### Brief
Look through the lines below for the word "jersey", and copy every line that has it.

### Recorded data

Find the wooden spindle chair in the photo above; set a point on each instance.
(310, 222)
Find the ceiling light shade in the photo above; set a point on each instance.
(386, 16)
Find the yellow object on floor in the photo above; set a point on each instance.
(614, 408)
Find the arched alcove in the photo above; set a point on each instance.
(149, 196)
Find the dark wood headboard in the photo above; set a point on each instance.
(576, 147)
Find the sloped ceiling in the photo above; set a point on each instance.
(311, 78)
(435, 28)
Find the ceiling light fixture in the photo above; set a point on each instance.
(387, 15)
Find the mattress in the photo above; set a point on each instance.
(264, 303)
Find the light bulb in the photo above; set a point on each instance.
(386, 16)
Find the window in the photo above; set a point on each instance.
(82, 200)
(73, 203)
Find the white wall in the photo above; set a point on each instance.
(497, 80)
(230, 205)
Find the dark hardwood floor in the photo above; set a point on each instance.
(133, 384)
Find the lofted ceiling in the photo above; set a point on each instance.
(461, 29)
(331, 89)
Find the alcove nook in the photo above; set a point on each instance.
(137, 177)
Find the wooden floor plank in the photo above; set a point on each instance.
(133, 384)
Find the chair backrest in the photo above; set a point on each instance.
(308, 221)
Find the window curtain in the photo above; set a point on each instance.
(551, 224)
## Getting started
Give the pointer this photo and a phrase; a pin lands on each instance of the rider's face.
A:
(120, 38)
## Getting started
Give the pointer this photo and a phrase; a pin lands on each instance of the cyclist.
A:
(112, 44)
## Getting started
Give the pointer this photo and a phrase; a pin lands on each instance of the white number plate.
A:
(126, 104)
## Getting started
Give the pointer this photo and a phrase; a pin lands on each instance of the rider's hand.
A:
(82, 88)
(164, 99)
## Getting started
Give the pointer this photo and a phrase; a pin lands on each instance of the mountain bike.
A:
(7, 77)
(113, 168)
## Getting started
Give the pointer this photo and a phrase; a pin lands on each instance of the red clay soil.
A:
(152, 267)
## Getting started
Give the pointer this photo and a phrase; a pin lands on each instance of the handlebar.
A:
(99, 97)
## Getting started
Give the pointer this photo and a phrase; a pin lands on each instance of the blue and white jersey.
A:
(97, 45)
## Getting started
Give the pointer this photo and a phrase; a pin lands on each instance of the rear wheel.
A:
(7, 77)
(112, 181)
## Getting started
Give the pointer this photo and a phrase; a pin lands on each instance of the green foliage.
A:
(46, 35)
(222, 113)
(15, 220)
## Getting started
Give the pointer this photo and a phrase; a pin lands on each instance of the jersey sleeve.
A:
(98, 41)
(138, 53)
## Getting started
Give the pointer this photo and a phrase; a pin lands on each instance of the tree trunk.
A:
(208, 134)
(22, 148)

### Finished task
Give the pointer this photo and a phrase; a pin lands on each instance of the blue and white jersey.
Give the pointer this photo and a phrase; a pin lands on each instance of the jersey sleeve.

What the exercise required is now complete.